# Objective:
Gather and copy out every line of the material below that contains the string "column". Case counts.

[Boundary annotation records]
BEGIN

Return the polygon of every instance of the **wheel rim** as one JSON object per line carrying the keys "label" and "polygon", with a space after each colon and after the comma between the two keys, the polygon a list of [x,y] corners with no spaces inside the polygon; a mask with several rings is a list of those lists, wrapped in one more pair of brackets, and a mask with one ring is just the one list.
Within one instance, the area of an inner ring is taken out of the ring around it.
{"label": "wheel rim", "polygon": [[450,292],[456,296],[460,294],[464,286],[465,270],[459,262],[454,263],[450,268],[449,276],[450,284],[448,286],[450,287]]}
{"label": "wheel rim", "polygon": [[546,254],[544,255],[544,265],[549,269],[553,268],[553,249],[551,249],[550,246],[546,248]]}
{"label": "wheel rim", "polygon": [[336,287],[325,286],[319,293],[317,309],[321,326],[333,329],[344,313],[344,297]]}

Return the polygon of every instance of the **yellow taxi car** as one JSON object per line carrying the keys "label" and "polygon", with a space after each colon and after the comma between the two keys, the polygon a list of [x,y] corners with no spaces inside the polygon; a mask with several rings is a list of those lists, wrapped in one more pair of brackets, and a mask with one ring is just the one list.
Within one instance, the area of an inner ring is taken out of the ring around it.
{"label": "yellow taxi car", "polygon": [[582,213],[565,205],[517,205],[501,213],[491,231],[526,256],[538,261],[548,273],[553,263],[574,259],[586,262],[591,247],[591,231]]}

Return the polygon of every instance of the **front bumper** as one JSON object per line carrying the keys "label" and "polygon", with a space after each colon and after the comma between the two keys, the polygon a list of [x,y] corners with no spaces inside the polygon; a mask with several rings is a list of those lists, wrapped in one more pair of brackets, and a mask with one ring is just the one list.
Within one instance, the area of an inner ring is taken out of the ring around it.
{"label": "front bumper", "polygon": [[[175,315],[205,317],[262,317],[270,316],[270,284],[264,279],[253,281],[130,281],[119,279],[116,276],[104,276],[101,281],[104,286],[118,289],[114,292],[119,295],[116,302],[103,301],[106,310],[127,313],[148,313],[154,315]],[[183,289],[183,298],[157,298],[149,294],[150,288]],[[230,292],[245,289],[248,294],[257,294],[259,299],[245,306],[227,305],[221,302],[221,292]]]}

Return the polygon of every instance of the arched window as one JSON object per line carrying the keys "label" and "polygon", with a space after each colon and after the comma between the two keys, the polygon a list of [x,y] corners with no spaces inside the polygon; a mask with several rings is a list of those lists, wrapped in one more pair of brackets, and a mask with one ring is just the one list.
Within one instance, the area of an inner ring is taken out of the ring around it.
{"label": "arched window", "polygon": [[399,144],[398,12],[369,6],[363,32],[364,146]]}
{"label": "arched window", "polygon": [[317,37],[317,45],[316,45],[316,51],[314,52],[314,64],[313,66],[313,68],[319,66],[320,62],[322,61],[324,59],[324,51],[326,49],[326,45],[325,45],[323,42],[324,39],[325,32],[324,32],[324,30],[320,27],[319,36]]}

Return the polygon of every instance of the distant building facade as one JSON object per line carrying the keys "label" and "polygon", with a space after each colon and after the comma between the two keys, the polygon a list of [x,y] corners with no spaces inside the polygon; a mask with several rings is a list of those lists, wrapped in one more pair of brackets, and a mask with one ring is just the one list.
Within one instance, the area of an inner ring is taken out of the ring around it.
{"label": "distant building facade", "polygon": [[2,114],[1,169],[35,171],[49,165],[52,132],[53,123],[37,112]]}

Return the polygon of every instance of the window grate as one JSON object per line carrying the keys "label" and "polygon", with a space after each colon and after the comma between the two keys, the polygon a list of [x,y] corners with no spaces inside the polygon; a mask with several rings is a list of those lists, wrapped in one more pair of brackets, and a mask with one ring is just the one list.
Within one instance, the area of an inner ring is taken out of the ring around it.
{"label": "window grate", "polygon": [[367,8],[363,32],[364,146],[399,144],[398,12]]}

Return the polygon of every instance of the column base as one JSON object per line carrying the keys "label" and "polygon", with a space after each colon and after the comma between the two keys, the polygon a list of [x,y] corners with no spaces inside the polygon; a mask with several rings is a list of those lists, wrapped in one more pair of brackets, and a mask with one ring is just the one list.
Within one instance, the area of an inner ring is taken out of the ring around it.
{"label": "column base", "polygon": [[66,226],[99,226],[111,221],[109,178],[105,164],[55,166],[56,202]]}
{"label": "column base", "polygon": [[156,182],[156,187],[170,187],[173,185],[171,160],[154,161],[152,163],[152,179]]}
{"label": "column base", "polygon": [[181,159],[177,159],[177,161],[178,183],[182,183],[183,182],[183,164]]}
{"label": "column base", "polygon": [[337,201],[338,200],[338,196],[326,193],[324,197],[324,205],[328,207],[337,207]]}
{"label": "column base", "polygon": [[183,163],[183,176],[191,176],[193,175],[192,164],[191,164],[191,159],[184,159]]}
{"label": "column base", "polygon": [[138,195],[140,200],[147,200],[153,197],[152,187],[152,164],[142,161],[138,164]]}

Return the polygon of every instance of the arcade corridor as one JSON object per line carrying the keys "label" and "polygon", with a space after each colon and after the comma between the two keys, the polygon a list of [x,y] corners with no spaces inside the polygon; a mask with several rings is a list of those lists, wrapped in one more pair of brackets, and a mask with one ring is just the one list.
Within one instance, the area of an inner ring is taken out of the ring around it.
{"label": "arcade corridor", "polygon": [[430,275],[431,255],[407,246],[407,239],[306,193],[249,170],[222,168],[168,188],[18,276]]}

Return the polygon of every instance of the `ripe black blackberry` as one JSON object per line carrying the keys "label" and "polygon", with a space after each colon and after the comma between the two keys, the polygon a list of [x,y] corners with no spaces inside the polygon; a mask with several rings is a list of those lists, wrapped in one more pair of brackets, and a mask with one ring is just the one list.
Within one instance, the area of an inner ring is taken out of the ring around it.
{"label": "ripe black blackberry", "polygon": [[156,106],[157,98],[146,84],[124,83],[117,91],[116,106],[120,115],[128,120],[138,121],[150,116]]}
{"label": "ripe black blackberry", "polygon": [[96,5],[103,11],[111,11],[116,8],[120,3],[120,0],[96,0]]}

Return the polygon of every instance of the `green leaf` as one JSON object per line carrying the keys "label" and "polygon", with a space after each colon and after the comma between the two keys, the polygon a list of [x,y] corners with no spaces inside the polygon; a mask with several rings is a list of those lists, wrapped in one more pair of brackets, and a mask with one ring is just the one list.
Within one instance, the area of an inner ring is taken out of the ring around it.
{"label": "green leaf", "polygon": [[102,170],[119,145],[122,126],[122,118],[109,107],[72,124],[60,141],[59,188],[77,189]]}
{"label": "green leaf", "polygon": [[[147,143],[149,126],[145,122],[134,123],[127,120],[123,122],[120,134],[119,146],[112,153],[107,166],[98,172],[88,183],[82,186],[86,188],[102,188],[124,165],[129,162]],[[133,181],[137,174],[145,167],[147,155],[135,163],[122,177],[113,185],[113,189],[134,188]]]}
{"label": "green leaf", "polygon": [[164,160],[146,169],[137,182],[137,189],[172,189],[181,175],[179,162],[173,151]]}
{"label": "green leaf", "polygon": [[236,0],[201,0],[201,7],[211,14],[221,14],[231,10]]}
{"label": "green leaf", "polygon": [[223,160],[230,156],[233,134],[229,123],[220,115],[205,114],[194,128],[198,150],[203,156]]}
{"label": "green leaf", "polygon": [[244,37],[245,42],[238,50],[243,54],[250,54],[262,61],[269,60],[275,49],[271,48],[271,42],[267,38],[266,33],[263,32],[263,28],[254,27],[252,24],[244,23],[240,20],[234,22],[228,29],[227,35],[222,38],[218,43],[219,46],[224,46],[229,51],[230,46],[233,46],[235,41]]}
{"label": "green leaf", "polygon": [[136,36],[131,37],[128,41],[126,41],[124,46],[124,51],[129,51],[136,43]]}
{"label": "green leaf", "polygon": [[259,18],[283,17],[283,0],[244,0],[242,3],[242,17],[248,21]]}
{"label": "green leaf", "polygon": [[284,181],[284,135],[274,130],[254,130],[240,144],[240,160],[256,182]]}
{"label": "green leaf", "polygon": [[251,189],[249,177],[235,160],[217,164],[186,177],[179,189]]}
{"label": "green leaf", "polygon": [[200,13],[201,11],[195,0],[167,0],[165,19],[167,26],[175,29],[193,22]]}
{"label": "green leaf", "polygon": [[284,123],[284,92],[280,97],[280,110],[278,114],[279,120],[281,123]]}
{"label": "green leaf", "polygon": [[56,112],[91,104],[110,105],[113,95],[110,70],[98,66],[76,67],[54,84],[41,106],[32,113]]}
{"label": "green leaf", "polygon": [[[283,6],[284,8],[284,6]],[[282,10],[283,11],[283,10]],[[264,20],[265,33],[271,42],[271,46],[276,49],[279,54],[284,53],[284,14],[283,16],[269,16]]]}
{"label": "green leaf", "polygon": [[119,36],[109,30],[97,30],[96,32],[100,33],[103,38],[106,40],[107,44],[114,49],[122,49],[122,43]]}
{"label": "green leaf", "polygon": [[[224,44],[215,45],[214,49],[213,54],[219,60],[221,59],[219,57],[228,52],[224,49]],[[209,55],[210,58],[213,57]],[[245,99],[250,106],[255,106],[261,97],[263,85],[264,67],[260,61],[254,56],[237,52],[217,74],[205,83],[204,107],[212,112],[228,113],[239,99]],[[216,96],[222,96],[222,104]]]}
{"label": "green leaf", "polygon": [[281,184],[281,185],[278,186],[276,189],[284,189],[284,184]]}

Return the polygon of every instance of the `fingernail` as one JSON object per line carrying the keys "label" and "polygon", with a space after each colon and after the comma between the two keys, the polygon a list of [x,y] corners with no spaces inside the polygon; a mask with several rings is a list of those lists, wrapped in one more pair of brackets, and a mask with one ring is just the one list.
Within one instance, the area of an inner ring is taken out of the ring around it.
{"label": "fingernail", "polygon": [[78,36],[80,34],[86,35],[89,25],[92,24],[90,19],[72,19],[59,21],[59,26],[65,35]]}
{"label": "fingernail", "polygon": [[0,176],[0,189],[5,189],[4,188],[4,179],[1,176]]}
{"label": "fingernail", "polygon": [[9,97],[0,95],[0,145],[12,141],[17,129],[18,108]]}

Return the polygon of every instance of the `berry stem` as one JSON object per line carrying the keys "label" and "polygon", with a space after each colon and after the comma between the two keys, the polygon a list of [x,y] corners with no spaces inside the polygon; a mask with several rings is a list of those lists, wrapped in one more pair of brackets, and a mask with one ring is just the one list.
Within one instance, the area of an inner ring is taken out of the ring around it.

END

# Answer to the exercise:
Return the polygon of every instance of the column base as one JSON object per line carrying the keys "label" and "polygon", with a space after each colon and after the comma between the two keys, the polygon a list of [x,y] corners with no spaces inside the polygon; a mask with several rings is a list of those lists, wrapped in one more pair of brackets, and a mask with one ring is just the one list.
{"label": "column base", "polygon": [[66,226],[99,226],[111,221],[109,178],[105,164],[55,166],[56,202]]}
{"label": "column base", "polygon": [[156,182],[156,187],[170,187],[173,185],[171,160],[154,161],[152,163],[152,179]]}
{"label": "column base", "polygon": [[181,159],[177,159],[177,161],[178,183],[182,183],[183,182],[183,164]]}
{"label": "column base", "polygon": [[337,201],[338,200],[338,196],[326,193],[324,197],[324,205],[328,207],[337,207]]}
{"label": "column base", "polygon": [[183,163],[183,176],[191,176],[193,175],[192,164],[191,164],[191,159],[184,159]]}
{"label": "column base", "polygon": [[138,195],[140,200],[147,200],[153,197],[152,187],[152,164],[142,161],[138,164]]}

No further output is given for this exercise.